• [Complete the following]
1) From the text on tapeworms in cats and dogs, copy word for word the part that opens with the words containing "You should seek" and closes with "of the worms.".
2) According to the text on tapeworms in cats and dogs, why is controlling fleas an important part of treating tapeworms? Answer in one to three sentences.
3) In the text on tapeworms in cats and dogs, how often is routine worming usually done for long-term prevention?

You should seek the advice of your veterinarian if your pet is ill as only he or she can correctly advise on the diagnosis and recommend the treatment that is most appropriate for your pet.

Tapeworms are common in cats and dogs and can be transmitted by flea bites - so controlling fleas is an important part of the treatment of the worms.

Tapeworms usually only cause minor signs in infected individuals including :

  • Weight loss
  • Vomiting

There are 3 types of tapeworm that infect cats and dogs :

  • Dogs - Dipylidium, Echinococcus and Taenia
  • Cats - Dipylidium and Taenia

Tapeworm infection can be contracted by : 

  • Eating undercooked meat
  • Eating rodents - particularly common in cats
  • Being biten by a flea or louse which is carrying the parasite

Diagnosis of tapeworm infection requires identification of :

  • A whole worm - sometimes vomited up
  • Worm segments - passed in the faeces. Sometimes they can be seen as of-white moving "grains of rice" clinging to hair around the anal region, or tailbase.

Treatment involves drugs to kill the adult worms which live in the gastrointestinal tract, and killing fleas or lice which may transmit the infection

Long term prevention involves routine worming -usually every 6 months, and routine prevention of fleas and other ectoparasites .

Your veterinarian will be able to advise you about the most appropriate products to use for your pets.

• [Record extracts]
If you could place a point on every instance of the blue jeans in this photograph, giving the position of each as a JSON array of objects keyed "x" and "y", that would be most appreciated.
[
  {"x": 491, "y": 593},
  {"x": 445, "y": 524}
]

• [Responses for each task]
1)
You should seek the advice of your veterinarian if your pet is ill as only he or she can correctly advise on the diagnosis and recommend the treatment that is most appropriate for your pet.

Tapeworms are common in cats and dogs and can be transmitted by flea bites - so controlling fleas is an important part of the treatment of the worms.

2) Controlling fleas matters because tapeworms can be transmitted by flea bites. Treatment therefore includes killing fleas or lice that may pass on the infection, as well as drugs to kill the adult worms.

3) Usually every 6 months.